Maputo — The Mozambican police on Tuesday dispersed a group of doctors who were providing health care free of charge under tents erected on a municipal field in the outer Maputo neighbourhood of Zimpeto.
The doctors concerned are members of the Mozambican Medical Association (AMM), who are currently on strike.
The strikers claim that they are providing minimum services in the public hospitals, but they decided that they would also assist citizens by holding a "health fair' in Zimpeto.
The doctors were allowed to do their jobs for about two hours - and then the police arrived and told them they had no authorization from the Maputo Municipal Council to use the Zimpeto field. Units of both the national police force (PRM) and of the municipal police came to the field to disperse, not only the doctors, but also their patients, including those who wished to donate blood.
One man, Luis Bernardo, interviewed by the independent television station STV, said he had wanted to give blood, but the police stopped him. "I came here, I began to take some tests, and I wanted to donate blood, but I couldn't because the police interrupted us', he said.
The AMM says it did indeed apply for, and receive authorization from the Municipal Council. AMM spokesperson Napoleao Viola told STV that the AMM had submitted its request the previous week to the municipal health portfolio.
Not only was the request accepted, but the Council even allowed the AMM to borrow some municipal furniture such as tables and chairs.
"Unfortunately there is some dissonance between the municipal portfolio that deals with health matters, and other levels, and we don't know what those levels are', said Viola.
The police interference went so far as to instruct the doctors to remove their T-shirts, which bore the words "I am on strike in order to improve the national health service'.
The police have no authority whatsoever to tell citizens what items of clothing they may or may not wear. There is no law which determines the slogans that may appear on T-shirts.
This is not the first time the police have ordered protestors to remove T-shirts they did not like. Some years ago, the police confiscated T-shirts issued by the anti-corruption NGO, the Centre for Public Integrity (CIP) that declared "I am not paying for hidden debts' (a reference to the country's largest ever financial scandal).
The AMM members obeyed the illegal police instruction and removed their T-shirts.

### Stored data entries
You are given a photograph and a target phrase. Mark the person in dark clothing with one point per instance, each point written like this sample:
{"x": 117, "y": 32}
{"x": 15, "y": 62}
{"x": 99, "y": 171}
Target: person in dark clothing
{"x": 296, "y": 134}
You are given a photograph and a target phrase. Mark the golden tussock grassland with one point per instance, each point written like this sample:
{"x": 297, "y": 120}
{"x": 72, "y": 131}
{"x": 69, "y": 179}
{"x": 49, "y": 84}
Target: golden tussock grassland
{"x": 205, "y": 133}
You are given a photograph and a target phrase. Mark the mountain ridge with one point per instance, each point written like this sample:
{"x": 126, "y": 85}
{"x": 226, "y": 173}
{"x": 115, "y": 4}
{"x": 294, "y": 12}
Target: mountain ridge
* * *
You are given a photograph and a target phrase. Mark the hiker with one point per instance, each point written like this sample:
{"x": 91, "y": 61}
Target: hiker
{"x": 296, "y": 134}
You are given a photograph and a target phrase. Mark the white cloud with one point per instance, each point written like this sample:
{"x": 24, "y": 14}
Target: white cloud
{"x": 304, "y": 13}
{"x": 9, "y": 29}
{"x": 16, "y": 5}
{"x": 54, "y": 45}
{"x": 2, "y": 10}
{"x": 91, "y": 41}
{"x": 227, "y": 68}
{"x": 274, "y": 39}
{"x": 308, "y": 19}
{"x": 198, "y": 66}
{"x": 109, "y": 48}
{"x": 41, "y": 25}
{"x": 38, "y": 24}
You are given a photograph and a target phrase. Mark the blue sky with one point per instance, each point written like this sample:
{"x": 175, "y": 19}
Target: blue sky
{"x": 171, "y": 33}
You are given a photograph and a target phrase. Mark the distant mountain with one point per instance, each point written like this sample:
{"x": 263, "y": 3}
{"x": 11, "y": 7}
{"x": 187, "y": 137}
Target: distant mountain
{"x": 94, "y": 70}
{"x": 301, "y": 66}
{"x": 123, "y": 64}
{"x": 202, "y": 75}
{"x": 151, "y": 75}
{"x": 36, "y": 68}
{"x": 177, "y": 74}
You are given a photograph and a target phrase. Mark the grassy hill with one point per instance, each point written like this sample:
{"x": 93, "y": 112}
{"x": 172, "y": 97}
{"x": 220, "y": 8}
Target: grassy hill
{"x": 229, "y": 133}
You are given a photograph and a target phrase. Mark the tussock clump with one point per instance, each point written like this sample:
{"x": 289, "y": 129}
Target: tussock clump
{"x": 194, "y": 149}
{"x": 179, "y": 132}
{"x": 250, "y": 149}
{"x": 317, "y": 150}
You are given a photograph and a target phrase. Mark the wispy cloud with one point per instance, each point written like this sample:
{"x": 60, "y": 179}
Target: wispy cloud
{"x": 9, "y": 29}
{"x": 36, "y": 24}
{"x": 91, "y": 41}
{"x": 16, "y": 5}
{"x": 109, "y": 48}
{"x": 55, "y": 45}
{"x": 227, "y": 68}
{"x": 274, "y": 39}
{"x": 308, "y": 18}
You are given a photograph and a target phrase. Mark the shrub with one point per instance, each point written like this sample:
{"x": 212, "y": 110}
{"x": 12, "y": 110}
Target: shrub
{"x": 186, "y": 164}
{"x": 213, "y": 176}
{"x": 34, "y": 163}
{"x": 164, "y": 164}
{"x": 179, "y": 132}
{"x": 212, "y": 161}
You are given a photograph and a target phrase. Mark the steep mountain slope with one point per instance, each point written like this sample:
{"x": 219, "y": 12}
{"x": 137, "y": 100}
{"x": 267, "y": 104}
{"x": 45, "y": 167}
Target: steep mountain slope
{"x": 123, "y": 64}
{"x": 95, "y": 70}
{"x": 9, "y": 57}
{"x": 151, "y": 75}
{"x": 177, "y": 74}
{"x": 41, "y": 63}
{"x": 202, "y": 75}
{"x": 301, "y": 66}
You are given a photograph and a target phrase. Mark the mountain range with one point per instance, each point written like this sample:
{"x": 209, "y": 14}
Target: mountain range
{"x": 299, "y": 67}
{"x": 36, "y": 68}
* * *
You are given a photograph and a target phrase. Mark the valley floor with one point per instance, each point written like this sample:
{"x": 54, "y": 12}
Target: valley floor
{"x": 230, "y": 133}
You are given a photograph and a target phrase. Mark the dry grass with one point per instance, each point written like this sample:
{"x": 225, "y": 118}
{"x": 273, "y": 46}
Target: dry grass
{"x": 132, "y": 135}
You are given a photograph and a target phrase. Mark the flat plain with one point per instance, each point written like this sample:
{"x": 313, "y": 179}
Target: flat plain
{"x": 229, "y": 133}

### QUESTIONS ON THE MATERIAL
A. Copy the news report from "The police interference" to "ever financial scandal).".
B. According to the news report, what did the Municipal Council allow the AMM to borrow?
C. Say whether each statement agrees with the news report, answering yes or no and quoting the words of the report that decide it. (i) The doctors were able to work for about two hours before the police arrived. (ii) The AMM members refused to remove their T-shirts. (iii) The AMM submitted its request to the municipal health portfolio the previous week.
The data is separate material and has no connection to the news report.

### RESULTS OF THE EXERCISE
A.
The police interference went so far as to instruct the doctors to remove their T-shirts, which bore the words "I am on strike in order to improve the national health service'.
The police have no authority whatsoever to tell citizens what items of clothing they may or may not wear. There is no law which determines the slogans that may appear on T-shirts.
This is not the first time the police have ordered protestors to remove T-shirts they did not like. Some years ago, the police confiscated T-shirts issued by the anti-corruption NGO, the Centre for Public Integrity (CIP) that declared "I am not paying for hidden debts' (a reference to the country's largest ever financial scandal).

B. Municipal furniture such as tables and chairs.

C.
(i) Yes: "The doctors were allowed to do their jobs for about two hours"
(ii) No: "The AMM members obeyed the illegal police instruction and removed their T-shirts."
(iii) Yes: "the AMM had submitted its request the previous week to the municipal health portfolio"